Yeux toujours rivés vers l'horizon, le marin se demande souvent "j'espère qu'ils sont sûrs qu'elle est plate cette Terre, autrement on va pas rigoler longtemps"

S'il y a pourtant une chose que je retiendrais de ces eaux qui secouent quiconque les emploie, c'est que la confiance et la foi tenace dans un meilleur après forment une béquille précieuse. Même si je n'en sais jamais rien, je suis persuadé et je me persuade que ça s'arrange au final, que ça s'améliore sur le temps long. L'expérience de la souffrance éveille à ce genre de constat et quand on accumule assez de ces expériences là, un jour vient où on se retourne sur tout ce qui a passé, sur tout ce qui a changé, on remarque un enchaînement de cycles plus ou moins longs et on se rend compte qu'on est chanceux d'être là. Il s'agit alors d'en profiter et d'accueillir ces cycles comme les irrémédiables d'une vie mouvante et vivante.

Je pense que la quête du bonheur est vaine par définition parce que la quête d'un état en soi obstrue celle du tout. Je suis convaincu que celle qui compte avant tout est la quête de la connaissance du changement et ce qu'il faut faire pour s'y préparer. Je comprends ainsi que la réalisation de ces évidences passe par la confrontation constante avec la chair de l'univers, le cosmos mouvant. Bob Marley qui chante "Everything's gonna be alright" n'était pas un optimiste aveugle convaincu que la seule vérité réside dans le bonheur coûte que coûte et que les voix dissonantes ne sont que charabia, balivernes et sottises. Bob Marley s'est rendu à cet avis après confrontation avec le réel, après épisode(s), après épreuve(s), comme Gandhi, qui n'est pas né convaincu par son projet de non-violence. La voie de la sagesse : tout un programme.

Ce matin, je suis monté sur le pont supérieur pour accompagner Sean dans son activité favorite : conduire le bateau. "Conduire" me parait beaucoup dire, le volant ne servant qu'à corriger légèrement, la vieille bleue nous amenant bien où elle veut au final. Mais en regardant assez longtemps ces eaux infinies qui ne cessent de trembler, en cherchant une raison à toutes ces vagues, j'ai fini par comprendre mon aveuglément : je cherche, démesurément et raisonnablement. Tant que je cherche, je m'essoufle. S'abandonner à la sensation et à la voix de chaque chose, est le chemin le plus franc vers cette sagesse corpulente et nourrissante.

Vroume vroume

LANDHOY. D'abord Saint-Barthélemy à bâbord, puis Saint-Martin droit devant. On s'est approché d'une baie peuplée de bateaux, irrésistiblement attiré vers un cata de la même compagnie. À l'arrière, une femme qu'on appelle. Une fois quasiment derrière le bateau, on s'aperçoit que c'est Luisa qui prend sa douche. On remballe nos bonjours en rougissant devant son corps nue et puis on envoie les zygomatiques travaillés à fond, tous ensemble.

• **Éléments extraits**
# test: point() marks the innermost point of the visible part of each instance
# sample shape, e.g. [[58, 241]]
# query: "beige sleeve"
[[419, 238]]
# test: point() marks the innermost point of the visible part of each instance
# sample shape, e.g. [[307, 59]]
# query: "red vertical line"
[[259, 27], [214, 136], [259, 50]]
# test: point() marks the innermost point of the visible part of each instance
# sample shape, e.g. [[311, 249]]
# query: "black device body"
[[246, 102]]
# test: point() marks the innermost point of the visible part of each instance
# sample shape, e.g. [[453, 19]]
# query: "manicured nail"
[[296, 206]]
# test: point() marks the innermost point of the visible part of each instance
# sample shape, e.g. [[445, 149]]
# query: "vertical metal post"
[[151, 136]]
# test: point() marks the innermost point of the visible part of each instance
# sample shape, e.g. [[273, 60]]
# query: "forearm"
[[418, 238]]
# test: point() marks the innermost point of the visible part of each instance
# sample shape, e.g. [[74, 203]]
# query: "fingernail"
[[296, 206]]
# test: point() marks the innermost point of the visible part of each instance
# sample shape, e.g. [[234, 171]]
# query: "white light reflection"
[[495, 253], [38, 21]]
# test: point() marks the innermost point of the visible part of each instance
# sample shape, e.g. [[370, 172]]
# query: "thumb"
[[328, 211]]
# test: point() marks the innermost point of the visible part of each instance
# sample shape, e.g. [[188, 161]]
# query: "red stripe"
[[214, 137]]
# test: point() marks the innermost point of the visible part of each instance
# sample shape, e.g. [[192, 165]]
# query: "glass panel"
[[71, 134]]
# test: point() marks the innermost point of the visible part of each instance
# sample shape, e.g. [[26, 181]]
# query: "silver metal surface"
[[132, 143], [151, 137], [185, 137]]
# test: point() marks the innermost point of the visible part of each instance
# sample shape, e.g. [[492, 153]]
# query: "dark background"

• **Consigne écrite 1**
Dans le texte source, quelle est l'activité favorite de Sean ?
• **Consigne écrite 2**
Indiquez si chacun des énoncés suivants concorde avec le texte source : (a) la quête du bonheur y est jugée vaine ; (b) Gandhi est né convaincu par son projet de non-violence ; (c) Saint-Martin se trouve à bâbord.

• **Réponse attendue 1**
Conduire le bateau.

• **Réponse attendue 2**
(a) Oui : « Je pense que la quête du bonheur est vaine par définition ».
(b) Non : « comme Gandhi, qui n'est pas né convaincu par son projet de non-violence ».
(c) Non : « D'abord Saint-Barthélemy à bâbord, puis Saint-Martin droit devant ».